------ EXCERPT PROVIDED ------

2023: The Year in Review

By Matt Schiavenza

Managing Editor

Families arrive at the Migration Reception Center in Lajas Blancas, Darien province, Panama via the Chucunaque River, on August 1, 2023, following their perilous journey across the Darien Gap.. (Tarina Rodriguez for HIAS)

A woman in a wheelchair is helped from a train carrying people fleeing conflict after arriving at the station in Lviv, Ukraine on February 14, 2023. Re-established in 2022, HIAS Ukraine has partnered with numerous local organizations to provide services to hundreds of thousands of people in the country. (Paula Bronstein for HIAS)

Elderly refugees, newly arrived from Sudan, receive monthly assistance at a HIAS distribution center in the Arkoum refugee camp, eastern Chad, August 14, 2023. (Monim Haroon/HIAS)

HIAS Israel Emergency Partnerships Coordinator Abdelmonim Haroon (C), who is himself an asylum-seeker from Sudan, hold hands with an Eritrean boy displaced by the October 7 attacks, Nitsana, Israel on October 26, 2023. (Sammy Voit for HIAS)

Aminta, 64, a displaced member of the Wayuu ethnicity, conducts a ceremonial farewell at the HIAS office in Maracaibo, Venezuela, on November 20, 2023. HIAS Venezuela provides mental health support in an effort to empower indigenous communities in the country. (Andrea Hernandez Briceno for HIAS)

Robert*, a former Ugandan refugee, stands outside his Philadelphia residence, observing the neighborhood surroundings on June 12, 2023. Robert has found safety and is establishing a new life in Philadelphia after fleeing Uganda due to anti-LGBTQ laws. (Andrew Rozario/HIAS)

The Levit/Kushnarov family, resettled in Portland, Oregon from Kharkiv, Ukraine, attend seder at the home of Sara and Joe Safdie on April 5, 2023. Sara Safdie (bottom right), who leads the ShalomPortland Welcome Circle that resettled the family, explains the 10 plagues while everyone removes a drop of wine from their cups in commemoration of each plague. (Katharine Kimball for HIAS)

------ LISTED RECORDS ------

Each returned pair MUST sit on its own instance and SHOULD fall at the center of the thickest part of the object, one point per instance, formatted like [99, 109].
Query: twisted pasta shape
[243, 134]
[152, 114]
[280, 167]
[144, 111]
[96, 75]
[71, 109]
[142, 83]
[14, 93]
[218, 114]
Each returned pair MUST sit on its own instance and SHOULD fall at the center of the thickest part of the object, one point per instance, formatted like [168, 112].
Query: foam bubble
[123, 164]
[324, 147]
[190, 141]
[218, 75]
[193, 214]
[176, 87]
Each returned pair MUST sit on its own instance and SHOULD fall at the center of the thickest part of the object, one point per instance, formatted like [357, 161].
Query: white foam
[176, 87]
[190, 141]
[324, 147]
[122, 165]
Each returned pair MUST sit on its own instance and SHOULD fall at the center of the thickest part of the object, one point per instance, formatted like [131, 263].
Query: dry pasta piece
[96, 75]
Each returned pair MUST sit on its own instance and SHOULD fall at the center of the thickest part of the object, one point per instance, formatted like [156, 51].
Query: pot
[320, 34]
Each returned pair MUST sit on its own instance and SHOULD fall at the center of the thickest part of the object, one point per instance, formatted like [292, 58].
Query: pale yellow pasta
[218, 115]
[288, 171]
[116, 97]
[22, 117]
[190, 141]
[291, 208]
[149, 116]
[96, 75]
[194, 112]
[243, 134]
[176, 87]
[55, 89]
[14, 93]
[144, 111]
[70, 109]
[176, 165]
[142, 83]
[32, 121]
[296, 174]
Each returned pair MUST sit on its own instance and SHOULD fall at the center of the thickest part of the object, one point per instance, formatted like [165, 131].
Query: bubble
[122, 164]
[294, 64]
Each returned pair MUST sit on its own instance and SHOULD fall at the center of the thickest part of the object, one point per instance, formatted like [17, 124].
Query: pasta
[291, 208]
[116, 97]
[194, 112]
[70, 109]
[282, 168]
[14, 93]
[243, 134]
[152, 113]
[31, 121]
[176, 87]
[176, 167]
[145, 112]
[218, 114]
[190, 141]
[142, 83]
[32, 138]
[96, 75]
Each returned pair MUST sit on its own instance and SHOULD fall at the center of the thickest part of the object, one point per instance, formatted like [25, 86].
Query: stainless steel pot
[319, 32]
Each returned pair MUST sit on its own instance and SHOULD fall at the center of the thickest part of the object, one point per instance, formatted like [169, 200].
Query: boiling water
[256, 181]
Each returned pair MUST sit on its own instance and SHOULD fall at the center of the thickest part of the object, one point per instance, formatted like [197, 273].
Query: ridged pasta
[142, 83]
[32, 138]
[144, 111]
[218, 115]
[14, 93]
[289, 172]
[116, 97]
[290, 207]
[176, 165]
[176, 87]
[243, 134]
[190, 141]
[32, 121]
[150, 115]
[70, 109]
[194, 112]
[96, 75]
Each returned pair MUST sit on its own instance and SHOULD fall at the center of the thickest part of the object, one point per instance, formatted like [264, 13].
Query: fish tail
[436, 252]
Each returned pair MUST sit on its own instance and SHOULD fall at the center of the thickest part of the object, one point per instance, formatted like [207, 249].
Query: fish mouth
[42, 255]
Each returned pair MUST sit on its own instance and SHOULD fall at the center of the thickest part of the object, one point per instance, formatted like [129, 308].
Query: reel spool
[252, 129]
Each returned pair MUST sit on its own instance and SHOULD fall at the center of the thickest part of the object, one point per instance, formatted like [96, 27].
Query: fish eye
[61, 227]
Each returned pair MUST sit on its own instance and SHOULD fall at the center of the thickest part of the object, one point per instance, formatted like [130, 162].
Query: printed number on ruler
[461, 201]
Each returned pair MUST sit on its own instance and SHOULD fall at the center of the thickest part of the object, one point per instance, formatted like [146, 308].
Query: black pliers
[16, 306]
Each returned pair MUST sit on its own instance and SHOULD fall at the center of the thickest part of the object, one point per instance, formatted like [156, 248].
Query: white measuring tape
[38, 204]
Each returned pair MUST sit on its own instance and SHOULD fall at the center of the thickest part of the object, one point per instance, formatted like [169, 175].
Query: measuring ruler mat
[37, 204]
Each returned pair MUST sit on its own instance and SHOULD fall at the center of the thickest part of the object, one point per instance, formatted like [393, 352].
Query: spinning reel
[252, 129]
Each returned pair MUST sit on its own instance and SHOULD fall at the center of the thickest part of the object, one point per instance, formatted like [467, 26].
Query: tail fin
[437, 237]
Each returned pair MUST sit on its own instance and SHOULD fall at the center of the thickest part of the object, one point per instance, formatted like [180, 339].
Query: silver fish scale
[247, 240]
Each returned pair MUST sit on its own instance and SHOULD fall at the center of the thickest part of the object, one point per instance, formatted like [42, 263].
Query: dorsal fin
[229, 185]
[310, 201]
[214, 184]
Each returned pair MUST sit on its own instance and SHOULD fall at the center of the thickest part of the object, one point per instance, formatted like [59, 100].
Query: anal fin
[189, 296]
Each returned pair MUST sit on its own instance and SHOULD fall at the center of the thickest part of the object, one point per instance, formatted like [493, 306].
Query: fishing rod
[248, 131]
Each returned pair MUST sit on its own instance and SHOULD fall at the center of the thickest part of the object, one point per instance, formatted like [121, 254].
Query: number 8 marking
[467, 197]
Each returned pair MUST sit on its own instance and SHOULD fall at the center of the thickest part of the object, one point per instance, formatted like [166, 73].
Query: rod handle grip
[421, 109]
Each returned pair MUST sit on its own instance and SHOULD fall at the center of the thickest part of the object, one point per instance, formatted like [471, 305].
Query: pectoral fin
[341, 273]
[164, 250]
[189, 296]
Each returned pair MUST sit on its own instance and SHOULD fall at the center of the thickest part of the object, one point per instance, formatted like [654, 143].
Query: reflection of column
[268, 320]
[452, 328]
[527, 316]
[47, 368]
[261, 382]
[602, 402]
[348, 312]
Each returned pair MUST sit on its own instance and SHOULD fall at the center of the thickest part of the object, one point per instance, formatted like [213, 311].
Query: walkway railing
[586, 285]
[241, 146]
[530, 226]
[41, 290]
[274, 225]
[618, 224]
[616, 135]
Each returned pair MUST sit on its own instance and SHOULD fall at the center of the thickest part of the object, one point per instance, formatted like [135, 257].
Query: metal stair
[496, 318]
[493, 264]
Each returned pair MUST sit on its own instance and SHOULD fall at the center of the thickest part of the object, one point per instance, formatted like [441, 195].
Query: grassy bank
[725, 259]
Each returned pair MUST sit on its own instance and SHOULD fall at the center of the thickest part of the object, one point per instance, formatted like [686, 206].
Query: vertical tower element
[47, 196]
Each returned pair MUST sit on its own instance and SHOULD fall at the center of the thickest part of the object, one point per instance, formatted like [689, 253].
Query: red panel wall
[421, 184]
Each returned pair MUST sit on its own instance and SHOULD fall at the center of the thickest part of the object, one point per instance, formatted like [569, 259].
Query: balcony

------

YOUR TASKS:
(1) According to the 2023 year-in-review captions, by which river did families arrive at the Migration Reception Center in Lajas Blancas?
(2) Pick up the 2023 year-in-review captions after their final caption and keep going.

ANSWERS GIVEN:
(1) The Chucunaque River.

(2)
Andres*, a Venezuelan refugee participating in a “positive masculinities” course organized by HIAS Peru, shares an intimate moment with his wife, Andrea Reyes*, at their residence in Lima, Peru, on September 1, 2023. (Gihan Tubbeh for HIAS)

A HIAS Peru staff member (L) offers bottled water to people affected by severe rains, flooding, and landslides in Lima, Peru, March 26, 2023. HIAS also offered hygiene kits and direct cash assistance to many who were forced into temporary camps by the extreme weather. (Miguel Arreátegui Rodríguez for HIAS)

Christine Munyao (R), a child protection associate, meets with a client in the Rongai outreach center that HIAS uses to help refugees who cannot come to the Kawangware office in Nairobi, Kenya, July 18, 2023. (Sharon Samber/HIAS)

Ardna Hamkar, 15, replants a plant in fresh soil in a community garden for refugees at the Gulf Coast JFCS Refugee Garden in Clearwater, Florida, June 1, 2023. (Zack Wittman for HIAS)

A refugee from Sierra Leone who has received assistance from HIAS, poses for a photograph by the Aegean Sea in Mytillini on the island of Lesvos, Greece, October 3, 2023. HIAS Greece provides legal services to refugees on the island. (Loulou d’Aki for HIAS)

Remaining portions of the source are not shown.